• INPUT:
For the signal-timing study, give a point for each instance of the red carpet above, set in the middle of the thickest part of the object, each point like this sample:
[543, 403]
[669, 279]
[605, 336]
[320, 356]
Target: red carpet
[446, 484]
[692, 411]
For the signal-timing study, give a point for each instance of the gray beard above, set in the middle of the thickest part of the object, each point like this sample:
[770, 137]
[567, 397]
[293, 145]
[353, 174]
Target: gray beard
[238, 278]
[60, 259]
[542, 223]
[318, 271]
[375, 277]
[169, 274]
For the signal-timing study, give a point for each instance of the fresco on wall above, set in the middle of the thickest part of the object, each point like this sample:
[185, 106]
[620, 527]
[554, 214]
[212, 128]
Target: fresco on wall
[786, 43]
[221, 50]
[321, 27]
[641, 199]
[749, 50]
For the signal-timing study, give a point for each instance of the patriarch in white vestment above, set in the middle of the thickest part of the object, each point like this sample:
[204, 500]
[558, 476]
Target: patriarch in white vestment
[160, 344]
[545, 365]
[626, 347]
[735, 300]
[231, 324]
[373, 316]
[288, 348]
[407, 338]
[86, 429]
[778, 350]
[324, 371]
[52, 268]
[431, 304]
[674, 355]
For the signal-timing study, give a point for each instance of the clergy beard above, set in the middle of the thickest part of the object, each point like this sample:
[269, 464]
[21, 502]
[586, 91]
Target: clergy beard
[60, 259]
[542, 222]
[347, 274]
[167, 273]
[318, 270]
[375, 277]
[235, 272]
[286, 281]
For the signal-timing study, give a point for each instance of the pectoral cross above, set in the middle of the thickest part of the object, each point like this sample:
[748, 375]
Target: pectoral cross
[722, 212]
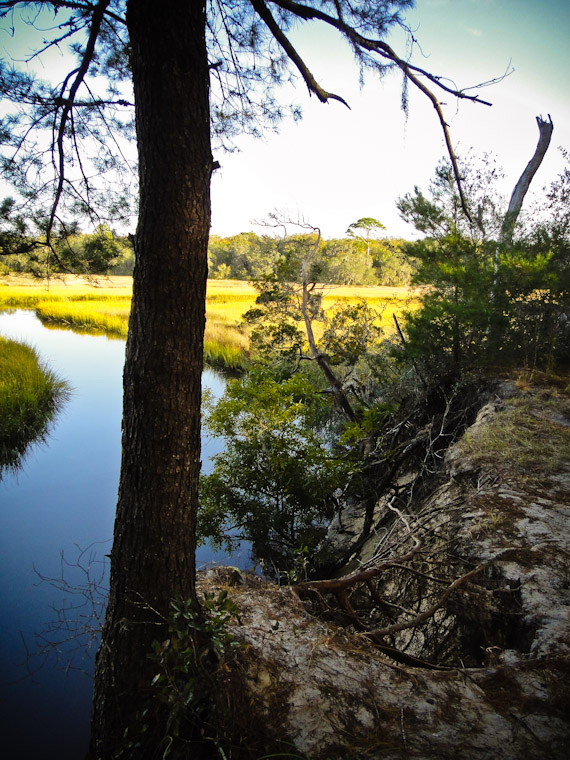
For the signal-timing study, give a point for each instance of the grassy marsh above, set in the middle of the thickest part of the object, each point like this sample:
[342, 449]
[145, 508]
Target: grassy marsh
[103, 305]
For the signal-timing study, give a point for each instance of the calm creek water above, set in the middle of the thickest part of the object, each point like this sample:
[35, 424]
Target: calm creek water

...

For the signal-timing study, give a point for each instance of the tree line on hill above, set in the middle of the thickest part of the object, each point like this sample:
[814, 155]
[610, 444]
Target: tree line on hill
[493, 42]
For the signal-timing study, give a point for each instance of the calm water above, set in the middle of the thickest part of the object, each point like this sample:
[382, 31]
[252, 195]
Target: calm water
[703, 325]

• WHAT IS BEING ASKED: Reproduce the entries starting with the line that contains "of the gray" and going on through the line that contains "Target: calm creek water", including both of those lines. Leave the pictures out of your answer.

• RESPONSE TO THIS TASK:
For the signal-timing study, give a point for each instance of the gray beard above, set in the middle of the thickest part of the object, each point like this sample:
[770, 137]
[567, 397]
[293, 145]
[353, 174]
Target: gray beard
[238, 278]
[60, 259]
[542, 223]
[318, 271]
[375, 277]
[169, 274]
For the signal-timing study, give a point for each instance of the fresco on wall above, set in the middle of the thickest part of the object, each point like this sample:
[185, 106]
[620, 527]
[554, 214]
[212, 128]
Target: fresco on wall
[786, 43]
[221, 50]
[321, 27]
[641, 199]
[749, 50]
For the signal-timing study, give a point for each instance of the patriarch in white vestment above, set in the middle of the thickest part of the object, each point like this sample:
[204, 500]
[558, 476]
Target: patriarch in white vestment
[160, 344]
[545, 365]
[626, 347]
[735, 300]
[231, 324]
[373, 316]
[288, 348]
[407, 338]
[86, 429]
[778, 350]
[324, 371]
[52, 268]
[431, 304]
[674, 355]
For the signal-timing study, give a point for each instance of the clergy beard above, set in the middle of the thickest part of the object, each point like this sample:
[269, 464]
[21, 502]
[586, 91]
Target: clergy beard
[60, 259]
[542, 222]
[347, 274]
[167, 273]
[318, 270]
[375, 277]
[235, 272]
[286, 281]
For the signal-timing study, give a point for each instance of the pectoral cross above, set in the middle of the thickest part of the object, each point like this sample:
[748, 375]
Target: pectoral cross
[722, 212]
For the signal-timing study, give a point for each instance of the grassy marsh above, set in the middle of the thickest part of the object, each point like this sample:
[342, 449]
[145, 508]
Target: grassy marsh
[103, 305]
For the signal-timing study, give a point for each instance of the calm creek water above, set in the middle of the thickest part of the object, each point like this sample:
[35, 424]
Target: calm creek water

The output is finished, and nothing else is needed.